Records of position annotations:
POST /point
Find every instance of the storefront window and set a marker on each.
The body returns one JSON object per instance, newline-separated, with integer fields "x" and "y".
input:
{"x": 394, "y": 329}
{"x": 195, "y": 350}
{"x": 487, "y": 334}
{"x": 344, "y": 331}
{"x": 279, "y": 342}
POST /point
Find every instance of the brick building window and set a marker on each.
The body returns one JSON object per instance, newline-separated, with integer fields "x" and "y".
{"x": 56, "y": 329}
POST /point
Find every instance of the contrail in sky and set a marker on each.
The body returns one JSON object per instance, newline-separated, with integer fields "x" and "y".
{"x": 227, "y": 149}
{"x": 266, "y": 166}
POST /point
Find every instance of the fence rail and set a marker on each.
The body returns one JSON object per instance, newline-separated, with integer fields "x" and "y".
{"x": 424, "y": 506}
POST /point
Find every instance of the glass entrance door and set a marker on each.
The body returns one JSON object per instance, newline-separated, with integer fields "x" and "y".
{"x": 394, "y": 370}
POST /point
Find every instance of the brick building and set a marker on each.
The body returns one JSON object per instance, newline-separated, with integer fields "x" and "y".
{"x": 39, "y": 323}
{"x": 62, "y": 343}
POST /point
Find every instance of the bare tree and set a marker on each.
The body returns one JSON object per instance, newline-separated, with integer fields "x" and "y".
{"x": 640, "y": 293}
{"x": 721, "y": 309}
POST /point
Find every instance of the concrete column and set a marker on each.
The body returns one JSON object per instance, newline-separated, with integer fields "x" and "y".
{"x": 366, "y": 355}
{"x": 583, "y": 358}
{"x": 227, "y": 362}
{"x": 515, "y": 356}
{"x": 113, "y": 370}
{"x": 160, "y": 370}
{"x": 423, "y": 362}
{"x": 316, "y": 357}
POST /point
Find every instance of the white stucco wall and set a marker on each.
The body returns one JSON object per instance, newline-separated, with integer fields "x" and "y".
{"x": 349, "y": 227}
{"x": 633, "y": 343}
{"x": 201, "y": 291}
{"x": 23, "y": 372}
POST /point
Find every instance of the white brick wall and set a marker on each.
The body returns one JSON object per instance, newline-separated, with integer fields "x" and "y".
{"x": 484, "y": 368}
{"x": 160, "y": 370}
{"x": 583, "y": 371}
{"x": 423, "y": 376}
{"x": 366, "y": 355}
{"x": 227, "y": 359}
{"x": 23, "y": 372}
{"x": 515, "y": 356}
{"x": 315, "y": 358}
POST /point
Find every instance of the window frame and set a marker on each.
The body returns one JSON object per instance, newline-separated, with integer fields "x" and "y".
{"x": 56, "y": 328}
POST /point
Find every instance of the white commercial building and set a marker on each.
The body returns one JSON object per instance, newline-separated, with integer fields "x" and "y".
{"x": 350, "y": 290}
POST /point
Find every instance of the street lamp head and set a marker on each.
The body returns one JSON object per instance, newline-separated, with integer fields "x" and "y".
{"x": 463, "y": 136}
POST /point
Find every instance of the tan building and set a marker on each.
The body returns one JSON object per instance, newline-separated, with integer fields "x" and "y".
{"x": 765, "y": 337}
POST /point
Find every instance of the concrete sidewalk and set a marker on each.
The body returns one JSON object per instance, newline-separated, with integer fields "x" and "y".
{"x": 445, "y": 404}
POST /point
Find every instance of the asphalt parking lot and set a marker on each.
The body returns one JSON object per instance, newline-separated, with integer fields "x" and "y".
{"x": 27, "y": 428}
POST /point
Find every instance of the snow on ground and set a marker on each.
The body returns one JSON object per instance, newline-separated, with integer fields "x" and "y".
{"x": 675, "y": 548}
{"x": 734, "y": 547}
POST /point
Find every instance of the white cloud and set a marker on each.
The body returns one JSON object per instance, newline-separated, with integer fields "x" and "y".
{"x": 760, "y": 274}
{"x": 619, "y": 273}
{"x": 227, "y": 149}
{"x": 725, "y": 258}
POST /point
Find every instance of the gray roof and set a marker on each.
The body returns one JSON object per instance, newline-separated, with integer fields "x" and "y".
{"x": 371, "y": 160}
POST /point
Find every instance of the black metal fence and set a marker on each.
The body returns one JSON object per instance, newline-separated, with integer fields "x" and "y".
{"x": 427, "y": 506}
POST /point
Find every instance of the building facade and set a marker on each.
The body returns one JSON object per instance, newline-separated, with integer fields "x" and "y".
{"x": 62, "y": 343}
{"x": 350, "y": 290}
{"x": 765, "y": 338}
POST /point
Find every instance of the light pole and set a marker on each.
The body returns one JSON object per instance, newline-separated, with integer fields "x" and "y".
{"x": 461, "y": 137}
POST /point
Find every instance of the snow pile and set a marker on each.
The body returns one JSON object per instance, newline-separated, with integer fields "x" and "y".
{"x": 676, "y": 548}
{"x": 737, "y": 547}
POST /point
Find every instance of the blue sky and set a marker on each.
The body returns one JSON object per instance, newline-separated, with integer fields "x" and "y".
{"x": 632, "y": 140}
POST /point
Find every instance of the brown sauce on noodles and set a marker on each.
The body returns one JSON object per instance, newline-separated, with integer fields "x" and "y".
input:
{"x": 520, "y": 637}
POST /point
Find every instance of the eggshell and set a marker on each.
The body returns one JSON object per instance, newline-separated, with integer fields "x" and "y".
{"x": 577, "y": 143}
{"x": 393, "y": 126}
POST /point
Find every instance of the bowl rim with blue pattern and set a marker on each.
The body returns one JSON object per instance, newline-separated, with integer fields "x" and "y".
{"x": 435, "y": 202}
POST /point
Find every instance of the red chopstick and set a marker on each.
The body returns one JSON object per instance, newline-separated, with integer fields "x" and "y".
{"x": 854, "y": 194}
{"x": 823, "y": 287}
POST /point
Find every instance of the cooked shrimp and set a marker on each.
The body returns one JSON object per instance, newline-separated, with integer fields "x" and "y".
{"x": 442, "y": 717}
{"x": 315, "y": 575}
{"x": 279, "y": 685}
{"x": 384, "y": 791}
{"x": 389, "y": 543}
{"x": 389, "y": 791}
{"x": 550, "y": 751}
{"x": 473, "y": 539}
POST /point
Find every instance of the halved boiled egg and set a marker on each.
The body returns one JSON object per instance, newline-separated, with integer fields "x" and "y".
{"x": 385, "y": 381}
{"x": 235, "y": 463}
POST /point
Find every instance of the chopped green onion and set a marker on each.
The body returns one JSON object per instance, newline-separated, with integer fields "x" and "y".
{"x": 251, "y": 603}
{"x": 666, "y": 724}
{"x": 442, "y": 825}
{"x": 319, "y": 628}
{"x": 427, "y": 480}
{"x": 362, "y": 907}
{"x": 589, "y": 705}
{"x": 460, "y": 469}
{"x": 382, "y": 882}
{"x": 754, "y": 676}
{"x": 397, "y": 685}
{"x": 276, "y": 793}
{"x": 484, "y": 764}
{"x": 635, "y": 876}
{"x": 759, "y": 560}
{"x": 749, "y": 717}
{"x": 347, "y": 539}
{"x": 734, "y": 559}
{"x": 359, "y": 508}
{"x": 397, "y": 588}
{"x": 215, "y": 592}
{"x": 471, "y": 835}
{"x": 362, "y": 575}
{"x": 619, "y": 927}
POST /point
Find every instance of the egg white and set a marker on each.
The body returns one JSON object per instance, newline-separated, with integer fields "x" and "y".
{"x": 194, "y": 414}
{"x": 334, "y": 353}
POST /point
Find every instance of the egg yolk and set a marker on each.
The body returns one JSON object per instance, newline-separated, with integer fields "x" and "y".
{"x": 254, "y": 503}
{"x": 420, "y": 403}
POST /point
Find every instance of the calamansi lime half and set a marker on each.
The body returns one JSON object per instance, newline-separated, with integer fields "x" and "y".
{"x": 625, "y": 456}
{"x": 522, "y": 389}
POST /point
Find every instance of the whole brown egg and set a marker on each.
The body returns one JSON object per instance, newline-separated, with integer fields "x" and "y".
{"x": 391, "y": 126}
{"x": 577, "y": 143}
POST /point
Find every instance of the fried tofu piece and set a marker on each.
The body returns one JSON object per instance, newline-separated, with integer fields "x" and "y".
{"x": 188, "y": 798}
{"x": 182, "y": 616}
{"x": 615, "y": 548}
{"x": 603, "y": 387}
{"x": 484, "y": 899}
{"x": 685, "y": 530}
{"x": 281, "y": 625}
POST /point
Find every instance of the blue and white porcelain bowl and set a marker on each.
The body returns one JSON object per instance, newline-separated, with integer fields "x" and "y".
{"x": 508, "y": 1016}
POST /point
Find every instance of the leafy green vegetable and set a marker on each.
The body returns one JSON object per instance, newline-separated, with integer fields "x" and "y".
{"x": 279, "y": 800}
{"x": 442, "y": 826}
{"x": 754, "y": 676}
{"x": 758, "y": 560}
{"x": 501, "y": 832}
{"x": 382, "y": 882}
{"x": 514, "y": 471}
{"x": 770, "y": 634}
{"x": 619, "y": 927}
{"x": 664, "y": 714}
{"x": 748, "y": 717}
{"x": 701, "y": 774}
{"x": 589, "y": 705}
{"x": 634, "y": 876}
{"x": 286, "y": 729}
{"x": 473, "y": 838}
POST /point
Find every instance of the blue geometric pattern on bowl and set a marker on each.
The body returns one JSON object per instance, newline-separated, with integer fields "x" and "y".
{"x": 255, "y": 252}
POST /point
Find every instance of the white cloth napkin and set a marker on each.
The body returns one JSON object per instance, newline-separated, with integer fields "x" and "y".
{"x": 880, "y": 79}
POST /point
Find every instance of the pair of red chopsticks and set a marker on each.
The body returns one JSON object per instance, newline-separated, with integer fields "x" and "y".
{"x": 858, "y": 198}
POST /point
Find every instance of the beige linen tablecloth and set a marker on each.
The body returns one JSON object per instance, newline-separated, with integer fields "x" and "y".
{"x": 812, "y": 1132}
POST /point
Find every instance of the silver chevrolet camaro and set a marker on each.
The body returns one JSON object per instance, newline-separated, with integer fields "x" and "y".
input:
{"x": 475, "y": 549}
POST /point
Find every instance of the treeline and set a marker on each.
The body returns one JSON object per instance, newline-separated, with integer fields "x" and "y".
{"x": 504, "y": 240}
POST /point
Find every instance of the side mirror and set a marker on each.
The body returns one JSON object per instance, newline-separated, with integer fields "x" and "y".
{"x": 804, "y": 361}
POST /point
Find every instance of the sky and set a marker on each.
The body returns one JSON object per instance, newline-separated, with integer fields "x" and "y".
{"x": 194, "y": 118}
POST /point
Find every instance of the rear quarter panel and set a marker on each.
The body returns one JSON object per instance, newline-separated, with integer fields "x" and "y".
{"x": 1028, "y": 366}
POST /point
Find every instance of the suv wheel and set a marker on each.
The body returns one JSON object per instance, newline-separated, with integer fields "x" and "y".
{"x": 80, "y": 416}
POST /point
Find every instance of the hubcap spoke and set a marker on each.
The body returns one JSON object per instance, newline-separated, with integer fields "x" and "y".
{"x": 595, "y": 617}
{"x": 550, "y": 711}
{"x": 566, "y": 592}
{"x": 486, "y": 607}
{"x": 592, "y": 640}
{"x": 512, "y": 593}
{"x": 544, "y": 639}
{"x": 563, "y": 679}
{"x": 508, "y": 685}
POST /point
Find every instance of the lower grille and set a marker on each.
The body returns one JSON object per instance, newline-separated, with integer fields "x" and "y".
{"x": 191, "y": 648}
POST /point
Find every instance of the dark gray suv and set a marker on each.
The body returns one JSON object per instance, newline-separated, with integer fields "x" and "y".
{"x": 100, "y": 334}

WHAT THE TASK ASKS. Report every line in the rows above that contains the string "bowl", copying each such line in full. Matching is case-sensitive.

WRITTEN REPLY.
Find every instance of the bowl rim with blue pattern and set a marker on each.
Find every instance of the blue and white porcelain bowl and set a marker on each.
Find every instance of the blue geometric pattern on bowl and set a marker on each.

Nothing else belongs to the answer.